*** Opening of Extracted text ***
Oil spills have a devastating and long-term impact on waterways and coastal areas around the world. When a spill occurs, oil rapidly spreads in the water thanks to currents and the wind. As it spreads, oil mixes with water and becomes sticky, clinging to helpless marine life unable to avoid its deadly pursuit.

The environmental effects can have serious consequences for many marine populations. Oil can cause hypothermia and drowning of birds as the oil breaks down the insulating capabilities of their feathers, makes them heavier and compromises their flying ability. It can also cause hypothermia in seal pups and otters as the oil destroys their insulating fur.

What’s more, birds and other animals often ingest oil when trying to clean themselves which can poison them and create toxins in their immune systems. Birds that dive under water to catch food are most vulnerable to spilled oil since they spend most of their time sitting on the water between dives.

In the Great Lakes, and in the shore waters of the Pacific and Atlantic coasts, loons, grebes, and diving ducks such as long-tailed ducks, mergansers, and eiders are most affected by oil spills. Dabbling ducks including the American black ducks and mallards are often victims of oil spilled into the shallow coastal and inland waters of their habitats.
*** Close of Extracted text ***
*** Opening of Given data ***
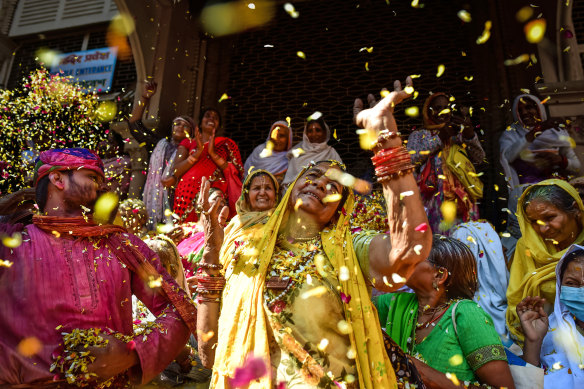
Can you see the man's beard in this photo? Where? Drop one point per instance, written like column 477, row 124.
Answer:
*** Close of Given data ***
*Exercise tasks*
A - Answer these from the oil spill text, one answer per line, marked (i), (ii), (iii) as the questions are:
(i) What two things make spilled oil spread rapidly in the water?
(ii) What condition can oil cause in seal pups and otters?
(iii) Which two dabbling ducks are named as frequent victims?
B - Return, copied exactly, the part of the oil spill text that opens with the words containing "What’s more, birds" and closes with "of their habitats.".

*Results of the tasks*
A -
(i) Currents and the wind.
(ii) Hypothermia.
(iii) American black ducks and mallards.

B -
What’s more, birds and other animals often ingest oil when trying to clean themselves which can poison them and create toxins in their immune systems. Birds that dive under water to catch food are most vulnerable to spilled oil since they spend most of their time sitting on the water between dives.

In the Great Lakes, and in the shore waters of the Pacific and Atlantic coasts, loons, grebes, and diving ducks such as long-tailed ducks, mergansers, and eiders are most affected by oil spills. Dabbling ducks including the American black ducks and mallards are often victims of oil spilled into the shallow coastal and inland waters of their habitats.